**RECORDS TO USE:**
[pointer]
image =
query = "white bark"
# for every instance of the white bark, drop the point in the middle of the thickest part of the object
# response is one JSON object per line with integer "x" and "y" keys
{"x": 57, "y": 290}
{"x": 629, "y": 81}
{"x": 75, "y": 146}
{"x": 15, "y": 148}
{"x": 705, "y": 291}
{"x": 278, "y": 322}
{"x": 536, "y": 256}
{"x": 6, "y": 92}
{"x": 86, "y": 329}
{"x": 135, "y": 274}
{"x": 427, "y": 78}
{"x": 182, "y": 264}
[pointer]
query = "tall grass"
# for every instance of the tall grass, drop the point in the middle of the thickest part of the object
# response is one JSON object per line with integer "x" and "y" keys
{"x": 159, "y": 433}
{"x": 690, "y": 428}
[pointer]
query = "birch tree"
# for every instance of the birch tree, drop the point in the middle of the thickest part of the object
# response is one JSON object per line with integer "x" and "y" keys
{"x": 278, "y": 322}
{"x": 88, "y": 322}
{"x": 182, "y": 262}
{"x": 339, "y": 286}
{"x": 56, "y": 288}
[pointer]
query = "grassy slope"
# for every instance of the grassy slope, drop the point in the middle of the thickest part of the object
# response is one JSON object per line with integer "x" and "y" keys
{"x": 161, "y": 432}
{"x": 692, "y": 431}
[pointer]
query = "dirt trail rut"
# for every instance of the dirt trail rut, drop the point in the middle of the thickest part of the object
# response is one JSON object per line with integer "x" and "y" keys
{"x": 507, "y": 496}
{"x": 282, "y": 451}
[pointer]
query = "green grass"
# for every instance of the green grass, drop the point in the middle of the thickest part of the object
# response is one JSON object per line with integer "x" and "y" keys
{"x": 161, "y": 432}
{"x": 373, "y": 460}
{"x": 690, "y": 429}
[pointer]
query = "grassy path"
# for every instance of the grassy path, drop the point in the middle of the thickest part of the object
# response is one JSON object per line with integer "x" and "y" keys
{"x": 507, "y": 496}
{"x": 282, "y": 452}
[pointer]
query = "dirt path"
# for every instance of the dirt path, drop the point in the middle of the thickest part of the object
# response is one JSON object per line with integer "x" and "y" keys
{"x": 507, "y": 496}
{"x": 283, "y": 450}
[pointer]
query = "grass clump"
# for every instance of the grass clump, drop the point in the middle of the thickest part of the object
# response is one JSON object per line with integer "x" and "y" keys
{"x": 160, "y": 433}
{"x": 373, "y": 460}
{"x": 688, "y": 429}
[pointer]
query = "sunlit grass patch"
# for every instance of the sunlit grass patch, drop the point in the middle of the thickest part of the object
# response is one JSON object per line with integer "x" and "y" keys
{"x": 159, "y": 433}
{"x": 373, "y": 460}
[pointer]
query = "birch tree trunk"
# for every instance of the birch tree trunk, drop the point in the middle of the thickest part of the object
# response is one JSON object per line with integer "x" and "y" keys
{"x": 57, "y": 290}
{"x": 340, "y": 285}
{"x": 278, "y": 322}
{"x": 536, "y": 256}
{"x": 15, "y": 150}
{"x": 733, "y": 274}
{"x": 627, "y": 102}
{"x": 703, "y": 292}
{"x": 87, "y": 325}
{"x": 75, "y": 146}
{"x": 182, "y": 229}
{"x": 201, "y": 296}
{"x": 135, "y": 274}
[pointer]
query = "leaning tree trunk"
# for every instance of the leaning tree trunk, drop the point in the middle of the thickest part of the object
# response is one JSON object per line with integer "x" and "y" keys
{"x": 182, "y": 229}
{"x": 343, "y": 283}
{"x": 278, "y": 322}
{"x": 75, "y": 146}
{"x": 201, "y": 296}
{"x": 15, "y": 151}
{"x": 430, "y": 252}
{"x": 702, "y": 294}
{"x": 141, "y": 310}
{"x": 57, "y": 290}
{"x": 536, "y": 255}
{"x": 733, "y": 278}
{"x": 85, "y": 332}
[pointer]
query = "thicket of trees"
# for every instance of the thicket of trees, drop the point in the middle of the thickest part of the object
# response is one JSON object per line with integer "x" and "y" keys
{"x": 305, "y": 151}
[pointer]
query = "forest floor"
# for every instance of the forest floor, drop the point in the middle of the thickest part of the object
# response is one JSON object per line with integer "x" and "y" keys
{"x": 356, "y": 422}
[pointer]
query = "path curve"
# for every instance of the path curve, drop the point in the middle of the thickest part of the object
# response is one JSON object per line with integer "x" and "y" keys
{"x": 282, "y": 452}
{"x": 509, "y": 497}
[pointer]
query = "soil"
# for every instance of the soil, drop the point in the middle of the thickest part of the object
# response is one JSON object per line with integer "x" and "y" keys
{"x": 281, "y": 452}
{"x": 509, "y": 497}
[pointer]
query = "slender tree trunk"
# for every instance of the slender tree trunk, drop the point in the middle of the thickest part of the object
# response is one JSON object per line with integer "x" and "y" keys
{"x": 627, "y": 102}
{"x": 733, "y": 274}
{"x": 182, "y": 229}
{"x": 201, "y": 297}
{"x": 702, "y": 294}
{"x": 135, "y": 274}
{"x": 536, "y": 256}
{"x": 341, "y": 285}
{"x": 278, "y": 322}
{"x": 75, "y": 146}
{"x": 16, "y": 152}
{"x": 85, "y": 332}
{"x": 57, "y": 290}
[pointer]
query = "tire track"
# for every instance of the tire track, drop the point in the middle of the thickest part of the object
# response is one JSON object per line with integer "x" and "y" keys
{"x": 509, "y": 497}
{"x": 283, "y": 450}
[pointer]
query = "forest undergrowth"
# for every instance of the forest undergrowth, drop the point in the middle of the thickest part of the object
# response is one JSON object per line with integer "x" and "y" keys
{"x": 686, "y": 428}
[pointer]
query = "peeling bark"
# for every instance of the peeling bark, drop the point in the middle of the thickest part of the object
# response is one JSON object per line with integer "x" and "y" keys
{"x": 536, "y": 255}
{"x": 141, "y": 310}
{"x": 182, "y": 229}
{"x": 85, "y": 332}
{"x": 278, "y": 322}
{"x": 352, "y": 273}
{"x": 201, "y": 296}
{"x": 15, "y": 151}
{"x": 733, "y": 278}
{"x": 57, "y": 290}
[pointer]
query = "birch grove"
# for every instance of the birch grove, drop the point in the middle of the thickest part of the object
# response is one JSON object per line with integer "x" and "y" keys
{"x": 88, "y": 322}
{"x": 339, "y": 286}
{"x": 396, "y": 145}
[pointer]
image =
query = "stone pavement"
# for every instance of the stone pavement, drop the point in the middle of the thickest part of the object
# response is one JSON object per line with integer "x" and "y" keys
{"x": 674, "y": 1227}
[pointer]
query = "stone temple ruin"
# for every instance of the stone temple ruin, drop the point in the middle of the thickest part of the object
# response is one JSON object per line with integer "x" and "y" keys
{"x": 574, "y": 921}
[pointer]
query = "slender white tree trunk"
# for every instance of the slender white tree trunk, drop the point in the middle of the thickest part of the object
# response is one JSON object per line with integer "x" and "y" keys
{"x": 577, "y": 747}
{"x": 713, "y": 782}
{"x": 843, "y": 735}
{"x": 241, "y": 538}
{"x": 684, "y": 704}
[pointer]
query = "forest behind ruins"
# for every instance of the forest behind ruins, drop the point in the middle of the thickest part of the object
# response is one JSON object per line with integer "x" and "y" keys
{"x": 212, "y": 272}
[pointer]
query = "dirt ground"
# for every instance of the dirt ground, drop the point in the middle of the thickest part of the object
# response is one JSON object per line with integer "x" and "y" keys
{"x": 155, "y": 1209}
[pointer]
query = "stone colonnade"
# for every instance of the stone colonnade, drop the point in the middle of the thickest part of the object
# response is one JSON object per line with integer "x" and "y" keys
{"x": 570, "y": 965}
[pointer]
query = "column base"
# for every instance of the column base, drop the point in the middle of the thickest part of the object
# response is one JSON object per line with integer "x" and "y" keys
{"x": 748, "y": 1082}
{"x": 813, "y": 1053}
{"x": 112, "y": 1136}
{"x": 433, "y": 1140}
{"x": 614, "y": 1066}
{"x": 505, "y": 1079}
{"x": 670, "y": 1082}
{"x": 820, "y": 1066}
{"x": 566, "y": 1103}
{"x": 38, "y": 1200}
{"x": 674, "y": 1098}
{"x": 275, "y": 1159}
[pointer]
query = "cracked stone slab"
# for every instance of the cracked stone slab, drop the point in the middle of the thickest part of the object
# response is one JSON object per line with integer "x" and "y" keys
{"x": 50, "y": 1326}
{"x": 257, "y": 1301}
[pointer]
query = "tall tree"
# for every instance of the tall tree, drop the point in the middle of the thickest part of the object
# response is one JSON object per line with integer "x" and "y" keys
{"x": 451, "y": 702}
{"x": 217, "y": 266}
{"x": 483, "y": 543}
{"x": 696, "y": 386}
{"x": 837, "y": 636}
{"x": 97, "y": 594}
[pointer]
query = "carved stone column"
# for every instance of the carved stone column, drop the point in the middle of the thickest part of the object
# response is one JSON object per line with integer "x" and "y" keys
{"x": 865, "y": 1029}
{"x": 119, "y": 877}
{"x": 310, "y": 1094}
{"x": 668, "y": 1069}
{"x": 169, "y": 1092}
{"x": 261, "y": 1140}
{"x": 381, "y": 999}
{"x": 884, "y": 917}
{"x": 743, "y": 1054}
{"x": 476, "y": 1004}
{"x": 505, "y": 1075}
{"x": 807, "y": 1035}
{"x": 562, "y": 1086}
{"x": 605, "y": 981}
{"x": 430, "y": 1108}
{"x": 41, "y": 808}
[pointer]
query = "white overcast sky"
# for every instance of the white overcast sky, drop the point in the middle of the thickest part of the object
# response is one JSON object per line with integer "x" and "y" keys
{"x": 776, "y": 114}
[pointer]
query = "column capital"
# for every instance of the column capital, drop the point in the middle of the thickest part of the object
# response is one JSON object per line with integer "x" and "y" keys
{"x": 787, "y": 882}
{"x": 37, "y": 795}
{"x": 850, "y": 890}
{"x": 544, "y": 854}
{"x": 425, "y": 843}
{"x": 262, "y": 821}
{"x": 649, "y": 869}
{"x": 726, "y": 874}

**WHAT THE TASK REQUIRES:** Return only the lines of the records in which the string "grove" appears.

**EXPECTED OUTPUT:**
query = "birch grove"
# for every instance of the birch grove, drop the point in the middle of the thickest part of the object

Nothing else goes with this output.